* Labeled contour entries
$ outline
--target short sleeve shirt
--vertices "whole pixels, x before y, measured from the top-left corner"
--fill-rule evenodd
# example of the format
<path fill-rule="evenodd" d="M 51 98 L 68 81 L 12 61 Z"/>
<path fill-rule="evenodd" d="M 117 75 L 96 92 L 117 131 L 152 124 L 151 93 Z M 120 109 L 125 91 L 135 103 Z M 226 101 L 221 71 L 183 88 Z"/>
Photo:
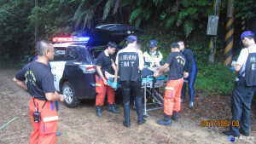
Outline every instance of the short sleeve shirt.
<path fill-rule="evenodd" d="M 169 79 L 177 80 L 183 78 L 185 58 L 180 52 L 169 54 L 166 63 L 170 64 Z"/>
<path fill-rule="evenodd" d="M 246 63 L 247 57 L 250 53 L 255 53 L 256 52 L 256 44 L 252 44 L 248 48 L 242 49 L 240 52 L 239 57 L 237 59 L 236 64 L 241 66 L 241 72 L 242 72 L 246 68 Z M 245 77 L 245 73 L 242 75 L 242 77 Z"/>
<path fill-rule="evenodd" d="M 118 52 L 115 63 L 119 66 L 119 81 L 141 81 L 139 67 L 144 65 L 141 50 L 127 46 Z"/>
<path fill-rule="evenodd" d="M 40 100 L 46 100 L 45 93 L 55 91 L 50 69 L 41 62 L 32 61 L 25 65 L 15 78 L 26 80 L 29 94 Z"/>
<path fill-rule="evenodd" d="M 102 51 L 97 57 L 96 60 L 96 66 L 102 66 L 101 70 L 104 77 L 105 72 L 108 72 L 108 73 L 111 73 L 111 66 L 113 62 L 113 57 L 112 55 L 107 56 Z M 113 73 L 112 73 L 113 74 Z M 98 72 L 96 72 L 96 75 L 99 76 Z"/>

* Requirement
Recast every line of the items above as a Markdown table with the columns "No." and "Text", numbering the rows in order and skipping blank lines. Leave the pictures out of the table.

* Full answer
| No. | Text |
|---|---|
| 1 | $ outline |
| 2 | --target short sleeve shirt |
| 3 | --vertices "whole pixels, x before y, measured from the top-left corner" |
| 4 | --fill-rule evenodd |
| 5 | # example of the format |
| 6 | <path fill-rule="evenodd" d="M 51 98 L 68 81 L 12 61 Z"/> |
| 7 | <path fill-rule="evenodd" d="M 117 75 L 96 92 L 117 131 L 152 124 L 151 93 Z M 120 109 L 125 91 L 135 103 Z M 226 101 L 221 71 L 183 88 Z"/> |
| 8 | Photo: |
| 9 | Outline every instance of the short sleeve shirt. |
| 10 | <path fill-rule="evenodd" d="M 169 79 L 177 80 L 183 78 L 185 58 L 180 52 L 169 54 L 166 63 L 170 64 Z"/> |
| 11 | <path fill-rule="evenodd" d="M 246 63 L 247 57 L 250 53 L 255 53 L 256 52 L 256 44 L 252 44 L 248 48 L 242 49 L 240 52 L 239 57 L 237 59 L 236 64 L 241 66 L 241 72 L 242 72 L 246 68 Z M 245 77 L 245 73 L 242 75 L 242 77 Z"/> |
| 12 | <path fill-rule="evenodd" d="M 118 52 L 115 63 L 119 66 L 119 81 L 141 81 L 139 67 L 144 65 L 141 50 L 127 46 Z"/> |
| 13 | <path fill-rule="evenodd" d="M 40 100 L 46 100 L 45 93 L 55 91 L 50 69 L 41 62 L 32 61 L 25 65 L 15 78 L 26 80 L 29 94 Z"/> |
| 14 | <path fill-rule="evenodd" d="M 102 51 L 97 57 L 96 60 L 96 66 L 102 66 L 101 70 L 104 77 L 105 72 L 108 72 L 108 73 L 111 73 L 111 66 L 113 62 L 113 57 L 112 55 L 107 56 Z M 113 73 L 112 73 L 113 74 Z M 98 72 L 96 72 L 96 75 L 99 76 Z"/> |